(Natural language region descriptions)
-------------------------

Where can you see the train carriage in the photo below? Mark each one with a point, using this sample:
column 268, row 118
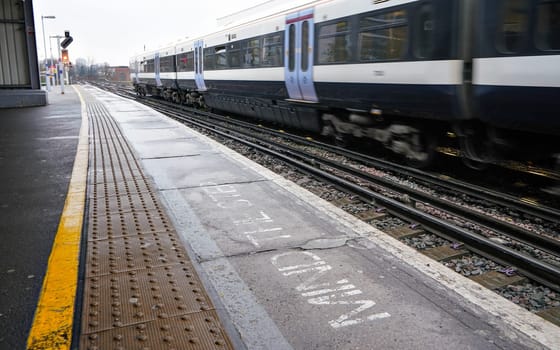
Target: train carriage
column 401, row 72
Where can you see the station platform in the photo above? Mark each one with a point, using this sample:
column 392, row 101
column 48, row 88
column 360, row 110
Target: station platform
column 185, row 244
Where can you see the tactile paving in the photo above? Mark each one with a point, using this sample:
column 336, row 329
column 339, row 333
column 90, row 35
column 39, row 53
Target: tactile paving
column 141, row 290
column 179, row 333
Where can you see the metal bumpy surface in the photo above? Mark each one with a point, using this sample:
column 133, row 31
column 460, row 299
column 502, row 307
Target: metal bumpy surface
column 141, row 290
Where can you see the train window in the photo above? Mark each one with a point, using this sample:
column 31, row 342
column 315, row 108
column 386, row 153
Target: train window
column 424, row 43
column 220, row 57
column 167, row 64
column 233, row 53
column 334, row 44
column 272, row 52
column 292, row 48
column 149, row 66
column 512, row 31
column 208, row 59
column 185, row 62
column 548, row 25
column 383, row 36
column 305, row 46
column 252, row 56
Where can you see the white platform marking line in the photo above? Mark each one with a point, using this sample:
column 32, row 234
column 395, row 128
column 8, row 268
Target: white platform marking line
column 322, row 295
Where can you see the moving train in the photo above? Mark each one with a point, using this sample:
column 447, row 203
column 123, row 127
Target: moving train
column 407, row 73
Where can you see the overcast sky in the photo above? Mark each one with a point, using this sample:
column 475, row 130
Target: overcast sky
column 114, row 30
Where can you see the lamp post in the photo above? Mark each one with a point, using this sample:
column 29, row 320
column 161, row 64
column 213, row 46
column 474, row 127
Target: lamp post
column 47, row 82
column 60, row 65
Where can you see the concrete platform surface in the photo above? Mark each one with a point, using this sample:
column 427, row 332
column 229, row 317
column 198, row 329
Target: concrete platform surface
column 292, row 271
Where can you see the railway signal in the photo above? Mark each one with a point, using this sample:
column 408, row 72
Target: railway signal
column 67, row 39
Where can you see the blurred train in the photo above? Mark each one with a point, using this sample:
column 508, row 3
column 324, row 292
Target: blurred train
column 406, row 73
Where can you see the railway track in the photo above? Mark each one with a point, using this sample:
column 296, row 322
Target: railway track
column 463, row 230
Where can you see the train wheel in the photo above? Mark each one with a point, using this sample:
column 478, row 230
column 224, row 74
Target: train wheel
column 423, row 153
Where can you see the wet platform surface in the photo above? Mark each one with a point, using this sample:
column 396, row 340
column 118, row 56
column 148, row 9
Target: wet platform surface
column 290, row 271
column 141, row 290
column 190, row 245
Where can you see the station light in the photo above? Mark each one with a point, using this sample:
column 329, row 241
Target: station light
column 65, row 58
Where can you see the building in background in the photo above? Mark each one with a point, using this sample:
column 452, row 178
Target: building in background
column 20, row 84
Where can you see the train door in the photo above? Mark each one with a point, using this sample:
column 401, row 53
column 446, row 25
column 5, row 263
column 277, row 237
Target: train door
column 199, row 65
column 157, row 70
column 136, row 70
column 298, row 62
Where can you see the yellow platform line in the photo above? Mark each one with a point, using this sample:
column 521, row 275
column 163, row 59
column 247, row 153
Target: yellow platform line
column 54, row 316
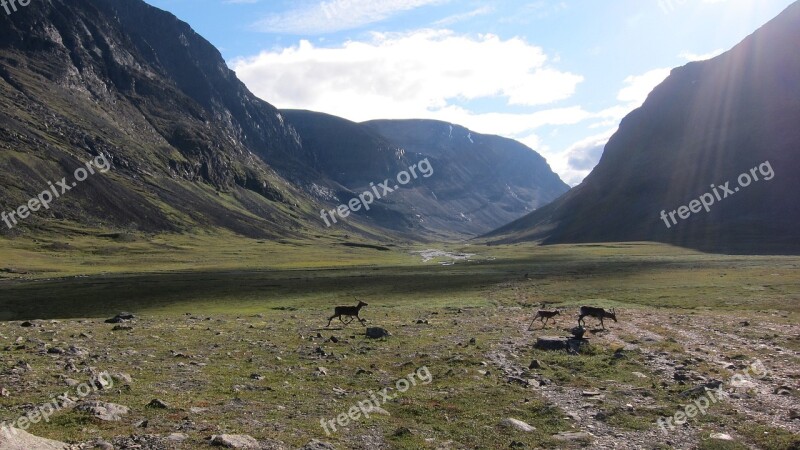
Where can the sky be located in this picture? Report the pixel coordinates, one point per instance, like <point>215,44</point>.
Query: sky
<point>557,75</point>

-------------------------

Assignment:
Copy each entry exactly, with no pictures.

Expected answer:
Where can you see the train carriage in the photo below? Mark each one with a point, using this sample:
column 268, row 118
Target: train carriage
column 401, row 72
Where can you see the station platform in the photo above? Mark each one with a point, using this sample:
column 392, row 101
column 48, row 88
column 360, row 110
Target: station platform
column 185, row 244
Where can you see the tactile paving in the photo above? Mark each one with a point, using this sample:
column 336, row 329
column 339, row 333
column 90, row 35
column 39, row 53
Target: tactile paving
column 141, row 290
column 179, row 333
Where can you see the metal bumpy surface in the photo above? Mark each one with a point, using this sample:
column 133, row 31
column 460, row 299
column 502, row 307
Target: metal bumpy surface
column 141, row 290
Where can you see the train window in the photo above? Mark each one with a point, using this sample:
column 31, row 342
column 315, row 108
column 386, row 153
Target: train window
column 424, row 43
column 220, row 57
column 167, row 64
column 233, row 53
column 334, row 44
column 272, row 52
column 292, row 48
column 149, row 66
column 512, row 31
column 208, row 59
column 185, row 62
column 548, row 25
column 383, row 36
column 305, row 46
column 252, row 56
Where can you see the white platform marking line in the photo above? Mark each one with a point, using this sample:
column 32, row 234
column 395, row 128
column 8, row 268
Target: white platform marking line
column 322, row 295
Where can you see the moving train in the photo above? Mark each one with a point, using this sample:
column 447, row 203
column 123, row 127
Target: moving train
column 407, row 73
Where can you see the overcast sky in the photo above? Mark each one with a point, using this sample:
column 475, row 130
Target: overcast sky
column 114, row 30
Where can you see the lamp post in the photo above? Mark each one with a point, using this sample:
column 29, row 320
column 161, row 64
column 213, row 46
column 474, row 127
Target: lamp post
column 47, row 82
column 60, row 65
Where can you see the concrete platform surface in the photo above? Mark each one with a point, using this sample:
column 427, row 332
column 229, row 317
column 198, row 329
Target: concrete platform surface
column 292, row 271
Where can you see the railway signal in the photo above? Mark each one with a point, using this sample:
column 408, row 72
Target: railway signal
column 67, row 39
Where can you see the blurred train in the photo above? Mark each one with a point, using this sample:
column 508, row 3
column 324, row 292
Target: blurred train
column 406, row 73
Where can you see the railway track in the photo above? Mark each one with a point, using this sample:
column 296, row 322
Target: railway track
column 463, row 230
Where can you see the train wheel in the photo above? Mark each one with a point, using this sample:
column 478, row 230
column 224, row 74
Target: train wheel
column 423, row 153
Where can you see the wet platform surface in the photo above? Mark each one with a point, using this sample:
column 396, row 340
column 118, row 56
column 148, row 9
Target: wet platform surface
column 290, row 271
column 141, row 290
column 190, row 245
Where can you see the station light in the photo above? Mark each one with a point, using this sample:
column 329, row 241
Target: station light
column 65, row 58
Where can you see the building in background in the photo above? Mark each one with a point, using this sample:
column 452, row 178
Target: building in background
column 20, row 84
Where can you see the train door in the photo above? Mark each one with a point, using this sample:
column 401, row 53
column 446, row 25
column 5, row 263
column 277, row 237
Target: train door
column 199, row 65
column 157, row 70
column 136, row 70
column 298, row 62
Where can you see the yellow platform line in the photo above? Mark each one with a point, using this sample:
column 521, row 275
column 163, row 59
column 247, row 153
Target: yellow platform line
column 54, row 316
Where can the sky be located in this picture? Report the pixel coordinates, one point per instance, like <point>215,44</point>.
Query: sky
<point>557,75</point>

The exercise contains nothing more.